▶ WORK INSTRUCTIONS
The lines wanted run from the first one below through the one with "Guideline: for every instance of the ocean". Return them exactly.

▶ DATASET RECORDS
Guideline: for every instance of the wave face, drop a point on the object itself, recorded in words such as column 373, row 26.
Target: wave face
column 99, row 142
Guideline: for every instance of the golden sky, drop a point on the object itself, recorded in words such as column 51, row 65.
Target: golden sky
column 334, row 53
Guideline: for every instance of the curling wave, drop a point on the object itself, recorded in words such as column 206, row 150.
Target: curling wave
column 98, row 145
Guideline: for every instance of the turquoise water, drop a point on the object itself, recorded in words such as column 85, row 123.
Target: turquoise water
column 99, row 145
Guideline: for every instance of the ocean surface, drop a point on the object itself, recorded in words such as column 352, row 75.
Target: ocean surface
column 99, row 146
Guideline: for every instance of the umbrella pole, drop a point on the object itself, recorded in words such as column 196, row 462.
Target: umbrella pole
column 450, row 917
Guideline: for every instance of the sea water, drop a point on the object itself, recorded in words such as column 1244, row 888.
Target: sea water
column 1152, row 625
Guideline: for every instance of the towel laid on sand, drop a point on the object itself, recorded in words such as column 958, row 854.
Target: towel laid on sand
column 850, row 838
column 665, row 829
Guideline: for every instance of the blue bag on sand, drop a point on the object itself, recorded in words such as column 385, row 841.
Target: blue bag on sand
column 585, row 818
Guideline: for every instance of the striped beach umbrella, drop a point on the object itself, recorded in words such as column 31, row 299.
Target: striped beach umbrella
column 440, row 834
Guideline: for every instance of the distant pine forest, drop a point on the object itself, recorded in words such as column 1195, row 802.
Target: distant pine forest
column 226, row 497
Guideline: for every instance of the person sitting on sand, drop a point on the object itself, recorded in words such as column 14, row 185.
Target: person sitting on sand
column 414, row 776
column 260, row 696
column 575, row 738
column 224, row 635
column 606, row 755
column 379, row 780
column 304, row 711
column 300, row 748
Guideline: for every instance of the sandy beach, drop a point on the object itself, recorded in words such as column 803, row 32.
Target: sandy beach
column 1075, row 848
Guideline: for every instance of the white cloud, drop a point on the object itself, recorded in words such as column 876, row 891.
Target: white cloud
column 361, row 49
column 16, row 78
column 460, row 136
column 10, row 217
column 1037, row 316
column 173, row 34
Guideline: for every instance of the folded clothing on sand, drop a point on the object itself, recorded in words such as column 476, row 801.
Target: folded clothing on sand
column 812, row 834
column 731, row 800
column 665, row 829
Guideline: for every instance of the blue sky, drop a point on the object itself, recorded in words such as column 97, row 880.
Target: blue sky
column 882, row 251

▶ ANSWER BOX
Guideline: for every instance of the wave face, drop a point on the object itself, recorded in words such as column 373, row 26.
Target: wave face
column 99, row 142
Guideline: for every instance of the golden sky, drop a point on the object itself, recorded in words such as column 51, row 65.
Target: golden sky
column 334, row 53
Guideline: for every instance of the curling wave, drop a point on the object itself, recorded in words such as column 206, row 150.
Target: curling wave
column 98, row 145
Guideline: for every instance of the turquoise water, drop a point on the object itself, recorded in words such as column 85, row 123.
Target: turquoise water
column 99, row 145
Guideline: for every instance of the ocean surface, drop a point on the object itself, recorded in words such as column 352, row 75.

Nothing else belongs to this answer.